**Text provided**
▼
If you don't get why Spielberg doesn't do director commentaries, you won't get my point, but I am right. All you people just want sandboxes, not complete games. The PC platform has ruined gaming, as everyone expects everything imaginable in every game.

Noone demands Optimus Prime in Citizen Kane, or guns in Lord of the Rings, but yet demanding new textures, items, etc, in computer games is ok. Reeks of hypocrisy,.
I'd personally love to see Optimus Prime in Citizen Kane, or perhaps Batman in there somewhere.

There's no hypocrisy there, I personally play through the vanilla game first and yes, often times there are things that the developers screwed the hootch on.

I just finished AC3 this afternoon and quite frankly, the controls were a mess and there are the same graphics problems that games have had for good 6 years at this pint with people levitating above the ground in places.

And nobody demands such things in movies because you watch it for 2 hours or so, and you're done and yes, tons of people would demand such things if it didn't require getting the cast and crew back to film the changes. I personally loath and despise the way that Kubrick chose to end 2001 and again in The Shining, it added basically nothing to the films to change the ending in the latter and refuse to change the ending in the former.

EDIT: Oh yeah, and I would cut out about half of Peter Jackson's The Hobbit as it does nothing positive to move the story along and wasn't in the source material either.
▲
**Provided material**
▼
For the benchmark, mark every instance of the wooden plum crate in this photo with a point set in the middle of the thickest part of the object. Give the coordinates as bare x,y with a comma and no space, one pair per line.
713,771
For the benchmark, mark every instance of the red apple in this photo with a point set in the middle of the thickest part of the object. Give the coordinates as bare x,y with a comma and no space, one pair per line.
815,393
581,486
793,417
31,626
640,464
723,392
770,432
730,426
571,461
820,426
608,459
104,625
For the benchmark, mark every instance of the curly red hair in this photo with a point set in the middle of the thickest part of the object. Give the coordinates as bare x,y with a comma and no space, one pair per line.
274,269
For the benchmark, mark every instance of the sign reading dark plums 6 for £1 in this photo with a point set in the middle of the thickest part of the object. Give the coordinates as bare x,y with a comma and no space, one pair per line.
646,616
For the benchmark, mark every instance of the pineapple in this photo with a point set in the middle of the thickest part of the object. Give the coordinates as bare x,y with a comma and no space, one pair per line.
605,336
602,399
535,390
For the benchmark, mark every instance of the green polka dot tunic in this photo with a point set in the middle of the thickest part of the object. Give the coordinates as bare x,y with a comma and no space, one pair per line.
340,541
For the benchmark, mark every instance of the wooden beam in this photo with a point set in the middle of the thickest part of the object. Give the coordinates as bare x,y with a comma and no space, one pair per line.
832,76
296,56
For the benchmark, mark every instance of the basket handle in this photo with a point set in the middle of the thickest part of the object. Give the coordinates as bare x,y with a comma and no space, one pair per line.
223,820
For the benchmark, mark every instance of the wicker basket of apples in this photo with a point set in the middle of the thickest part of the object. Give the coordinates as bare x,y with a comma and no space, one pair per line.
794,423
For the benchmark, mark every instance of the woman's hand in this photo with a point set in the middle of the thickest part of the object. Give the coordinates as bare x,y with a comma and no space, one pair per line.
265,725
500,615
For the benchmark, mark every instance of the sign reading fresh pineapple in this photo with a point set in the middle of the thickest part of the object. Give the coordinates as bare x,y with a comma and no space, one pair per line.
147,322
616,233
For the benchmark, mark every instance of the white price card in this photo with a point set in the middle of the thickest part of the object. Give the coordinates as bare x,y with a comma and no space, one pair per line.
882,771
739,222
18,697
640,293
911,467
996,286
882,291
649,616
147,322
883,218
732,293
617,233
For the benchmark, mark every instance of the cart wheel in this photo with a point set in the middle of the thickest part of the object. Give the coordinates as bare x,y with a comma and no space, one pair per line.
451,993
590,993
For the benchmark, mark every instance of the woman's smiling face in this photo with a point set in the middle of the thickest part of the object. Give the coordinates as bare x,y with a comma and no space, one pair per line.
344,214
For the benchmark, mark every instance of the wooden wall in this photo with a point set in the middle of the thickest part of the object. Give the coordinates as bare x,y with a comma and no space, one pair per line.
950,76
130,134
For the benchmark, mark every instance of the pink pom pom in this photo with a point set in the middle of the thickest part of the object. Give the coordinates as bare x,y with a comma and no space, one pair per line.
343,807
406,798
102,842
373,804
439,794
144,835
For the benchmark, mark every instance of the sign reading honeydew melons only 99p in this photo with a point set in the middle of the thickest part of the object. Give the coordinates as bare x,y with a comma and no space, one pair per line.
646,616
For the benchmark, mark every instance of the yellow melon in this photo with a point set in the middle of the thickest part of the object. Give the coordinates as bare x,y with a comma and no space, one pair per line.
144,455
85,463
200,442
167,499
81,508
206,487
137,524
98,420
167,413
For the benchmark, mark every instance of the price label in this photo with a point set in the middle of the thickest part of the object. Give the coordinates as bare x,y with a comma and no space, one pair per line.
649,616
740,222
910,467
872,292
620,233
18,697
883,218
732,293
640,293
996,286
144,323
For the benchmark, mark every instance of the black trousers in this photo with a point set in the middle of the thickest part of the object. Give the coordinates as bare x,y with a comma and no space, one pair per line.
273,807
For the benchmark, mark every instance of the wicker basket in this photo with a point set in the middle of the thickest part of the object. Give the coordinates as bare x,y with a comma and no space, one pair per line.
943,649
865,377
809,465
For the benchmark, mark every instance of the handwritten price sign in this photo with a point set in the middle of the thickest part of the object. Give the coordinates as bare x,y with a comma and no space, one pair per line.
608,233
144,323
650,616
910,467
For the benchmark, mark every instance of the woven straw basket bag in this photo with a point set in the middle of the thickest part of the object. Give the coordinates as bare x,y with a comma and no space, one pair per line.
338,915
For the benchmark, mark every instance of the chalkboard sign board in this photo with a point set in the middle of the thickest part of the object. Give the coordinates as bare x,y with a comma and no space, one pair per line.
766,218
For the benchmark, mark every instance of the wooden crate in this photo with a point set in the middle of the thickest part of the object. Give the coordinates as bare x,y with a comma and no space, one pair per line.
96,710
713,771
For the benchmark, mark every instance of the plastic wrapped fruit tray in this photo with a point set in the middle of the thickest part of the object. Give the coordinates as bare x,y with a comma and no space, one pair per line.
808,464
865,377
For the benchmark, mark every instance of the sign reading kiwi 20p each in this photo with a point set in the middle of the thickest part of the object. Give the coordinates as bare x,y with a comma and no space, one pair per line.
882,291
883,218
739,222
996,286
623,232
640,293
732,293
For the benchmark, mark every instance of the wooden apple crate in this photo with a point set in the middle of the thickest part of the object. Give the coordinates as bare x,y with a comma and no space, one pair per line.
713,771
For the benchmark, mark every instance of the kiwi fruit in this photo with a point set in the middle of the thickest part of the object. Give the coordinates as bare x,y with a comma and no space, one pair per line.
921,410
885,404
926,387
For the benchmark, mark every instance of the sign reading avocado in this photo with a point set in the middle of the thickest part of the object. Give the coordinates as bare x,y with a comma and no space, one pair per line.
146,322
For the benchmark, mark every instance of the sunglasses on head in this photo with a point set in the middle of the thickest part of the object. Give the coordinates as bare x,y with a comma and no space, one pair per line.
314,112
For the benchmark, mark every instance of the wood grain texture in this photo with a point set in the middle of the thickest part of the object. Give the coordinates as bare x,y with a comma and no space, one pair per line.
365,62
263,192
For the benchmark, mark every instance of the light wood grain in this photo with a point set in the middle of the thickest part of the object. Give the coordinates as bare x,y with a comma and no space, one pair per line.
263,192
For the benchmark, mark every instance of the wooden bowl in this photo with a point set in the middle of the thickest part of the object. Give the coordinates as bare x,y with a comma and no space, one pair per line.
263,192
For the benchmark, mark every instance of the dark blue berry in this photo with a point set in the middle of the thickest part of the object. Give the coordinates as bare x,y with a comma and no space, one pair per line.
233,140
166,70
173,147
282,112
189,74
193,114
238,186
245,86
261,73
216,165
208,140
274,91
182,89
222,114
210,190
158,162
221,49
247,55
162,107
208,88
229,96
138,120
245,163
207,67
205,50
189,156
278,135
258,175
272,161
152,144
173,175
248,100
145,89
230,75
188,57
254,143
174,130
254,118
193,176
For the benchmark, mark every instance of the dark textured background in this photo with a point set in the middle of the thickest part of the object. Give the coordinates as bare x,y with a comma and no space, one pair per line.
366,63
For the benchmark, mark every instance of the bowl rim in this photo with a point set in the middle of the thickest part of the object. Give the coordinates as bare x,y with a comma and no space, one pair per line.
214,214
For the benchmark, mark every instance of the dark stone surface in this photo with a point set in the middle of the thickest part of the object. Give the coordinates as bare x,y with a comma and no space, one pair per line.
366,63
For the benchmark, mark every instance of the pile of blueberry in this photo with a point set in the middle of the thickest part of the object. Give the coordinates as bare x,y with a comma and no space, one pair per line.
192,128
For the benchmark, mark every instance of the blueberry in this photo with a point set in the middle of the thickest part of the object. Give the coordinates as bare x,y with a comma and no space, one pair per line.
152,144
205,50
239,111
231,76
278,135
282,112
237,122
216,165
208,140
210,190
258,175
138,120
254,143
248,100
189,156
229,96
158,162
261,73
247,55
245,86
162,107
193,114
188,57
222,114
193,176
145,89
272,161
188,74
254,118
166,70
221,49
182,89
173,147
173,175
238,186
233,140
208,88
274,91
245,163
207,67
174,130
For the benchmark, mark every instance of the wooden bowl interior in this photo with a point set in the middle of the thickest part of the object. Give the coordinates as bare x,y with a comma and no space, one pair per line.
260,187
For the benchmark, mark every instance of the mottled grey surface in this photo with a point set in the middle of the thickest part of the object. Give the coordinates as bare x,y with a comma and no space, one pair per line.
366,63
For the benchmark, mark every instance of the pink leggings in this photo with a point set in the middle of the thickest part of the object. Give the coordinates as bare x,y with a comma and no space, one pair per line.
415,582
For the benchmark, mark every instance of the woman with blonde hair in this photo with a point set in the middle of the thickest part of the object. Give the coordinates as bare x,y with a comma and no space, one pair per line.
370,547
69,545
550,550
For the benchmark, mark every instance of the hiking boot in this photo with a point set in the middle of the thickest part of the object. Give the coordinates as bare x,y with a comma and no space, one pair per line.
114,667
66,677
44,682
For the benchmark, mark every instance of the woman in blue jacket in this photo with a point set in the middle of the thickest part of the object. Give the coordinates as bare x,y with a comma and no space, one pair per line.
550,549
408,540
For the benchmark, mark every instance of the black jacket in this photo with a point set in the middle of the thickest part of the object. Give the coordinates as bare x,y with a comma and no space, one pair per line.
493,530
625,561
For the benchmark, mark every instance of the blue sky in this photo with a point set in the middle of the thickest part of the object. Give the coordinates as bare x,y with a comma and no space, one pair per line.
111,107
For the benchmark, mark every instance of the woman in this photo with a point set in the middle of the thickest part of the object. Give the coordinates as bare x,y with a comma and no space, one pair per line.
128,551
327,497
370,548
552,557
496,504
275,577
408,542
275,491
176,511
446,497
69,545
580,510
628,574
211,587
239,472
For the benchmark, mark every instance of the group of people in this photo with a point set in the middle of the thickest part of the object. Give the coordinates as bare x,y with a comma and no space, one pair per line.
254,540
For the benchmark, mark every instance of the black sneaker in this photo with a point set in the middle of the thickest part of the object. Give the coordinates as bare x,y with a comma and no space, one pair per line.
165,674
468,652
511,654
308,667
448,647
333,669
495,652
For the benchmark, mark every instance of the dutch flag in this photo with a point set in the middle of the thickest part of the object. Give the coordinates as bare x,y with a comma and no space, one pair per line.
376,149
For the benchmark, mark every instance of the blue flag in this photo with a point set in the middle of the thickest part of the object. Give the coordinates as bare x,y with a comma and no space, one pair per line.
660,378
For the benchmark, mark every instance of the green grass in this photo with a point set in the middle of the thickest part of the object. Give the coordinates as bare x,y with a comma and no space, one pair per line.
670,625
▲
**Exercise set**
• a. From the discussion about changing games, write out the passage that begins with the words "I'd personally love" and ends with "the hootch on.", keeping every word the same.
• b. In the discussion about changing games, which game does one commenter say they finished that afternoon?

**Per-task outputs**
• a.
I'd personally love to see Optimus Prime in Citizen Kane, or perhaps Batman in there somewhere.

There's no hypocrisy there, I personally play through the vanilla game first and yes, often times there are things that the developers screwed the hootch on.

• b. AC3.